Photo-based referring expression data
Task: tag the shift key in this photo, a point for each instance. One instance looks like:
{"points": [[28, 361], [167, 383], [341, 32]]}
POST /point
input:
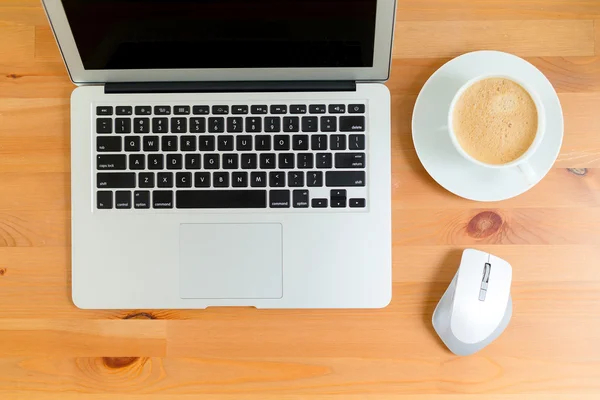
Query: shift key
{"points": [[115, 180], [345, 178]]}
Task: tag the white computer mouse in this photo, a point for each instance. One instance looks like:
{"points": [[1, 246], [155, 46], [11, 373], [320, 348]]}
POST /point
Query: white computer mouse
{"points": [[477, 306]]}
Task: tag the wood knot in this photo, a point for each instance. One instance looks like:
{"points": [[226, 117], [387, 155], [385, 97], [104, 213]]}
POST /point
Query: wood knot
{"points": [[141, 315], [578, 171], [484, 224], [119, 362]]}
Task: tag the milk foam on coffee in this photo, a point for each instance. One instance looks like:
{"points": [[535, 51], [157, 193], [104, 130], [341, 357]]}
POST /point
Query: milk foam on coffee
{"points": [[495, 121]]}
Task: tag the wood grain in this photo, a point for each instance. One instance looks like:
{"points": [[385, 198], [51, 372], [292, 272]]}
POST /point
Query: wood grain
{"points": [[51, 350]]}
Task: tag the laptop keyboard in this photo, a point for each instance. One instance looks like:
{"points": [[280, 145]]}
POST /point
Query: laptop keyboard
{"points": [[251, 156]]}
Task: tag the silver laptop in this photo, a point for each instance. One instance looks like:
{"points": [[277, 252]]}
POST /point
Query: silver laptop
{"points": [[229, 152]]}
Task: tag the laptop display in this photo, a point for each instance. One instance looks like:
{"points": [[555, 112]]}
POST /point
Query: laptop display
{"points": [[201, 34]]}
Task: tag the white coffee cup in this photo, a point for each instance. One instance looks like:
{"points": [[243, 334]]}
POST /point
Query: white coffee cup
{"points": [[521, 162]]}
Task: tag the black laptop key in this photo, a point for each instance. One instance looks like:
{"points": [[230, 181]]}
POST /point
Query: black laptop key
{"points": [[279, 199], [337, 142], [337, 108], [318, 142], [122, 199], [279, 109], [221, 198], [310, 124], [243, 143], [295, 179], [305, 160], [344, 178], [249, 161], [202, 179], [104, 200], [350, 160], [262, 142], [201, 110], [239, 179], [220, 110], [291, 124], [230, 161], [103, 125], [104, 110], [216, 124], [300, 198], [281, 142], [272, 124], [162, 110], [328, 124], [162, 199], [115, 180], [221, 179], [300, 142], [253, 124], [179, 125], [160, 125], [235, 124], [352, 124], [211, 161], [137, 162], [111, 162], [150, 143], [319, 203], [356, 142], [141, 199], [267, 161], [317, 109], [356, 108], [169, 143], [286, 160], [141, 125], [225, 143], [197, 125], [187, 143], [298, 109], [314, 179], [165, 179], [155, 161], [122, 125], [124, 110], [146, 180], [277, 179], [258, 179], [206, 143], [259, 109], [181, 110], [239, 110], [183, 179], [192, 161], [324, 160], [132, 143], [143, 110]]}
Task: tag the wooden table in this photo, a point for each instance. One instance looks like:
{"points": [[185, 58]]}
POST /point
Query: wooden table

## Aim of the exercise
Reproduce all lines from the records above that include the word "table".

## Written reply
Task: tag the wooden table in this photo, a point for each instance. One instance looks like:
Query: wooden table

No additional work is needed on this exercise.